Written task:
Reproduce all the lines exactly as they stand, apart from the pictures.

[START OF Given records]

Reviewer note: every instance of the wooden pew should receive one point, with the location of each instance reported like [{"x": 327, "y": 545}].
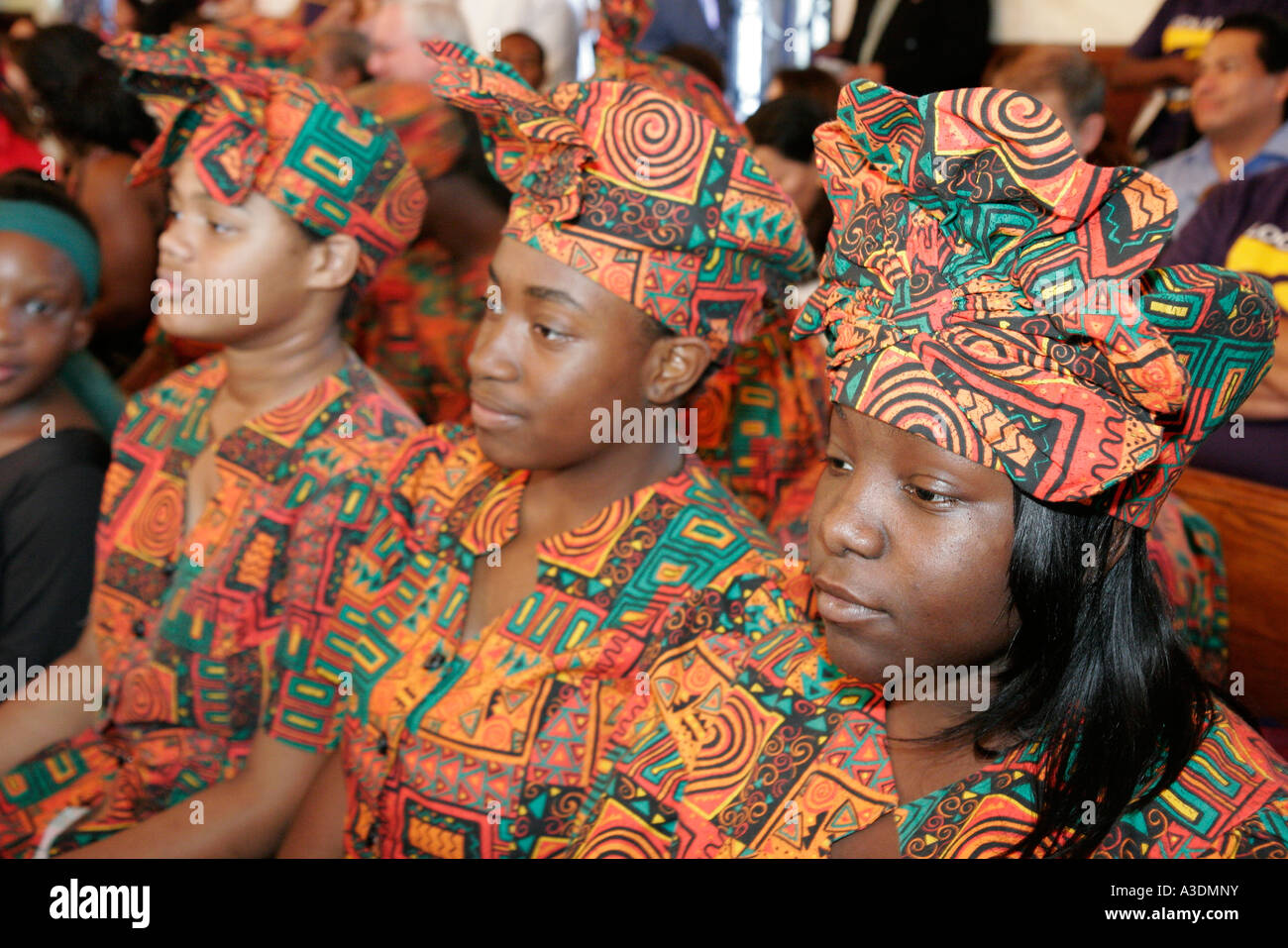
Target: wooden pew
[{"x": 1252, "y": 520}]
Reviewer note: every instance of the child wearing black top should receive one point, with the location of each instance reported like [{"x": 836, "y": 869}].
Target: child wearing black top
[{"x": 52, "y": 455}]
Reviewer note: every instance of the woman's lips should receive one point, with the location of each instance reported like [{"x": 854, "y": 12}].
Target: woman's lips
[
  {"x": 490, "y": 417},
  {"x": 837, "y": 605}
]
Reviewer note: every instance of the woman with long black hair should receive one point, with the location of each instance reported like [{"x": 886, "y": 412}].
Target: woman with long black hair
[{"x": 1014, "y": 394}]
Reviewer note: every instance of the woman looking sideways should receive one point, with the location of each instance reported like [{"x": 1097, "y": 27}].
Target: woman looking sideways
[{"x": 996, "y": 454}]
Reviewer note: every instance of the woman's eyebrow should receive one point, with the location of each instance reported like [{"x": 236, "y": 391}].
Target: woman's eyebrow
[{"x": 552, "y": 295}]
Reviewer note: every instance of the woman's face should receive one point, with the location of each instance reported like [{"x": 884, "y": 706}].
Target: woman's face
[
  {"x": 240, "y": 266},
  {"x": 910, "y": 550},
  {"x": 43, "y": 317},
  {"x": 553, "y": 347}
]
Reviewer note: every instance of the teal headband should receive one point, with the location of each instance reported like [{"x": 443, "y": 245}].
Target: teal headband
[{"x": 59, "y": 231}]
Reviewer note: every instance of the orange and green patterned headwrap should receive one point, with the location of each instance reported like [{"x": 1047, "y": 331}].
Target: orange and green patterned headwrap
[
  {"x": 330, "y": 166},
  {"x": 636, "y": 192},
  {"x": 986, "y": 288}
]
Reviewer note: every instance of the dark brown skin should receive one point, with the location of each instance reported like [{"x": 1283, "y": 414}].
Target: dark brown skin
[
  {"x": 523, "y": 53},
  {"x": 562, "y": 347},
  {"x": 294, "y": 344},
  {"x": 43, "y": 321},
  {"x": 127, "y": 220},
  {"x": 910, "y": 549}
]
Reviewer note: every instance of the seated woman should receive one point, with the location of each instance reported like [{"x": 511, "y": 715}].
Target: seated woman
[
  {"x": 52, "y": 456},
  {"x": 528, "y": 570},
  {"x": 996, "y": 673},
  {"x": 230, "y": 502}
]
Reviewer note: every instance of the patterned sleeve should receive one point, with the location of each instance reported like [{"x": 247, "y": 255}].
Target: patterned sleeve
[
  {"x": 312, "y": 664},
  {"x": 728, "y": 728}
]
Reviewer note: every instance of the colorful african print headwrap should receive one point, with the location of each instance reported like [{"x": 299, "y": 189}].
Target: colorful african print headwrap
[
  {"x": 621, "y": 25},
  {"x": 978, "y": 290},
  {"x": 638, "y": 193},
  {"x": 432, "y": 133},
  {"x": 327, "y": 165}
]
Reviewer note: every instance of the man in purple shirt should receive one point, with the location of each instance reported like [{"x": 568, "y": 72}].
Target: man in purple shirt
[
  {"x": 1237, "y": 104},
  {"x": 1243, "y": 226}
]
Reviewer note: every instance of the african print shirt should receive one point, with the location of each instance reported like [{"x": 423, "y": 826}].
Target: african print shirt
[
  {"x": 484, "y": 745},
  {"x": 211, "y": 636},
  {"x": 763, "y": 749},
  {"x": 416, "y": 326}
]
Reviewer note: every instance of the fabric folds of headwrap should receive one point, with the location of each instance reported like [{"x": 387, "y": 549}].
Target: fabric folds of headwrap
[
  {"x": 638, "y": 193},
  {"x": 330, "y": 166},
  {"x": 983, "y": 288}
]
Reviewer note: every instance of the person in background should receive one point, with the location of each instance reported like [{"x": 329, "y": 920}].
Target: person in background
[
  {"x": 1243, "y": 226},
  {"x": 619, "y": 56},
  {"x": 703, "y": 24},
  {"x": 52, "y": 453},
  {"x": 334, "y": 56},
  {"x": 18, "y": 147},
  {"x": 1163, "y": 60},
  {"x": 1183, "y": 544},
  {"x": 995, "y": 674},
  {"x": 697, "y": 58},
  {"x": 526, "y": 55},
  {"x": 76, "y": 97},
  {"x": 553, "y": 24},
  {"x": 1237, "y": 102},
  {"x": 158, "y": 17},
  {"x": 917, "y": 46},
  {"x": 815, "y": 84},
  {"x": 784, "y": 134},
  {"x": 232, "y": 494},
  {"x": 1065, "y": 80},
  {"x": 397, "y": 29},
  {"x": 417, "y": 320}
]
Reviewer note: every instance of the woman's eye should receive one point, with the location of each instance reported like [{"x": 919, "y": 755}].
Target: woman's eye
[
  {"x": 927, "y": 496},
  {"x": 549, "y": 334}
]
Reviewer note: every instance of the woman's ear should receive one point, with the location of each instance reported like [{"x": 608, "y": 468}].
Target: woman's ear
[
  {"x": 674, "y": 365},
  {"x": 334, "y": 261}
]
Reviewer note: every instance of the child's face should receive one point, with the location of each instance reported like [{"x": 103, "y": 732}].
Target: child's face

[END OF Given records]

Output for this exercise:
Reviewer note: every instance of the wooden pew should receive one point, with the location of each instance reported like [{"x": 327, "y": 545}].
Target: wooden pew
[{"x": 1252, "y": 520}]
Reviewer note: every instance of the child wearing black top should receive one point, with the location of each instance reported like [{"x": 836, "y": 869}].
Target: child wearing black top
[{"x": 52, "y": 455}]
Reviewer note: every instance of the woman's lips should receive one point, with the location of each instance reported like [{"x": 854, "y": 12}].
Target: woman's lips
[
  {"x": 490, "y": 417},
  {"x": 837, "y": 605}
]
Reviewer note: every instance of the woman with long black hair should receive one point, with the location of each instance reported like [{"x": 886, "y": 412}].
Target: woman with long black hair
[{"x": 1014, "y": 394}]
Reviewer note: every instance of the woman looking sideways should receive one point, with the location of each instance reported like [{"x": 1097, "y": 27}].
Target: woman looking sideways
[{"x": 996, "y": 454}]
Reviewer note: every instance of the woman's eyebrow should receive one point, with the location of each instance reported like [{"x": 236, "y": 391}].
Target: woman's eyebrow
[{"x": 552, "y": 295}]
Reviewer note: every instance of the woman's face should receive one point, with the location of each instance reported like [{"x": 884, "y": 706}].
Target: woman's face
[
  {"x": 240, "y": 266},
  {"x": 910, "y": 550},
  {"x": 43, "y": 317},
  {"x": 553, "y": 347}
]
Reviewer note: every instance of the teal headband should receive one point, with the location of each instance reported like [{"x": 443, "y": 245}].
Target: teal headband
[{"x": 59, "y": 231}]
Reviewer note: every instance of the orange and green patterned headwrap should receive one point, with the location of each instance reported like [{"x": 1047, "y": 331}].
Target: orange and green patterned headwrap
[
  {"x": 330, "y": 166},
  {"x": 636, "y": 192},
  {"x": 986, "y": 288}
]
Reviewer note: every instance of the dark brown skin should receive one point, with the location of each instance reported like [{"x": 1283, "y": 414}].
Target: dark brown skin
[
  {"x": 523, "y": 53},
  {"x": 562, "y": 347},
  {"x": 294, "y": 344},
  {"x": 43, "y": 321},
  {"x": 127, "y": 220},
  {"x": 910, "y": 549}
]
Reviewer note: every instance of the seated woman should receive one point, with the location of each instance reported like [{"x": 511, "y": 715}].
Target: seated woman
[
  {"x": 52, "y": 456},
  {"x": 528, "y": 570},
  {"x": 996, "y": 673},
  {"x": 230, "y": 502}
]
Reviewer note: every instance of the patterned sleeve should receive one point, with the location of each instance reported like [{"x": 247, "y": 255}].
Target: patterned sleeve
[
  {"x": 312, "y": 664},
  {"x": 728, "y": 728}
]
Reviewer note: every instance of the colorful african print headwrap should receive one point, with the location of each instance reported like [{"x": 299, "y": 189}].
Target: colorful african print headwrap
[
  {"x": 621, "y": 25},
  {"x": 978, "y": 290},
  {"x": 638, "y": 193},
  {"x": 432, "y": 133},
  {"x": 327, "y": 165}
]
Reviewer note: every instance of the man in purple shirt should receive one point, with the location of each instance reported like [{"x": 568, "y": 72}].
Target: man in purple shirt
[
  {"x": 1237, "y": 104},
  {"x": 1243, "y": 226}
]
Reviewer note: every instance of the african print shirt should receive one point, with the location of each instance reported like [{"x": 423, "y": 826}].
Target: african print shirt
[
  {"x": 484, "y": 745},
  {"x": 211, "y": 636},
  {"x": 763, "y": 749},
  {"x": 416, "y": 326}
]
Reviewer note: every instance of the fabric folds of headwrap should receive one point, with the location of each instance reported like [{"x": 387, "y": 549}].
Target: fabric folds of headwrap
[
  {"x": 638, "y": 193},
  {"x": 330, "y": 166},
  {"x": 983, "y": 288}
]
Reviewer note: every instance of the person in background should receive one point, with the location of each instance reported like [{"x": 329, "y": 920}].
Target: person in background
[
  {"x": 1243, "y": 226},
  {"x": 619, "y": 56},
  {"x": 703, "y": 24},
  {"x": 52, "y": 453},
  {"x": 334, "y": 56},
  {"x": 18, "y": 147},
  {"x": 1163, "y": 60},
  {"x": 1183, "y": 544},
  {"x": 995, "y": 674},
  {"x": 697, "y": 58},
  {"x": 526, "y": 55},
  {"x": 76, "y": 97},
  {"x": 553, "y": 24},
  {"x": 1237, "y": 102},
  {"x": 158, "y": 17},
  {"x": 917, "y": 46},
  {"x": 815, "y": 84},
  {"x": 784, "y": 134},
  {"x": 232, "y": 494},
  {"x": 1065, "y": 80},
  {"x": 397, "y": 29},
  {"x": 417, "y": 320}
]
Reviewer note: every instance of the woman's eye should receive one point, with the location of each instance reported like [{"x": 919, "y": 755}].
Target: woman's eye
[
  {"x": 927, "y": 496},
  {"x": 549, "y": 334}
]
Reviewer note: every instance of the woman's ear should receive one point, with the location of each instance reported like [{"x": 608, "y": 468}].
Target: woman's ear
[
  {"x": 674, "y": 365},
  {"x": 334, "y": 261}
]
Reviewer note: every instance of the child's face should receive one point, with the location of each instance reported like [{"x": 103, "y": 732}].
Target: child's face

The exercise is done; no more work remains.